Task to complete:
Can you present every line of the rows below as a Markdown table with the columns "No." and "Line", numbering the lines in order and leaving out blank ones?
[start of Records for processing]
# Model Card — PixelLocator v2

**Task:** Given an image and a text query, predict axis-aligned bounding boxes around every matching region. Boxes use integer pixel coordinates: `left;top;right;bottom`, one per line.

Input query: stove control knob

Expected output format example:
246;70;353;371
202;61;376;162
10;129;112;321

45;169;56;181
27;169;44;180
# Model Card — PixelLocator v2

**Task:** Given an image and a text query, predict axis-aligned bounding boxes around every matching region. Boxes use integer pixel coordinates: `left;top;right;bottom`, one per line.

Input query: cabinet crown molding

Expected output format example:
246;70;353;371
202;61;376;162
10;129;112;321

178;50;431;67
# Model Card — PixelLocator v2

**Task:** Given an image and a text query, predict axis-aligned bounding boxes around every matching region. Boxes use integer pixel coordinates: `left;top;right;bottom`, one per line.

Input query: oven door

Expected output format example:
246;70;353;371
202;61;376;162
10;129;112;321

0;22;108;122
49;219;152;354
[end of Records for processing]
Complete response:
| No. | Line |
|---|---|
| 1 | # Model Card — PixelLocator v2 |
| 2 | **Task:** Given an image and a text query, predict axis-aligned bounding boxes around every matching region. Boxes use integer pixel coordinates: `left;top;right;bottom`, one per line. |
| 3 | Input query: stove control knob |
| 4 | Expected output format example: |
| 5 | 246;70;353;371 |
| 6 | 202;61;376;162 |
| 7 | 10;129;112;321 |
| 8 | 45;169;56;181 |
| 9 | 27;169;44;180 |
| 10 | # Model Card — PixelLocator v2 |
| 11 | **Task:** Given an image and a text query, predict axis-aligned bounding boxes around every matching region. Boxes use integer pixel coordinates: `left;top;right;bottom`, one per line. |
| 12 | Input query: cabinet crown molding |
| 13 | Expected output format example: |
| 14 | 246;70;353;371 |
| 15 | 202;61;376;162 |
| 16 | 10;129;112;321 |
| 17 | 178;50;431;67 |
| 18 | # Model Card — PixelLocator v2 |
| 19 | **Task:** Given an image and a text query, predict axis-aligned bounding boxes around every matching region. Boxes use integer pixel coordinates: `left;top;right;bottom`, one per line. |
| 20 | Input query: oven door |
| 21 | Expected output format example: |
| 22 | 246;70;353;371 |
| 23 | 202;61;376;162 |
| 24 | 10;129;112;321 |
| 25 | 0;22;108;122 |
| 26 | 49;219;152;354 |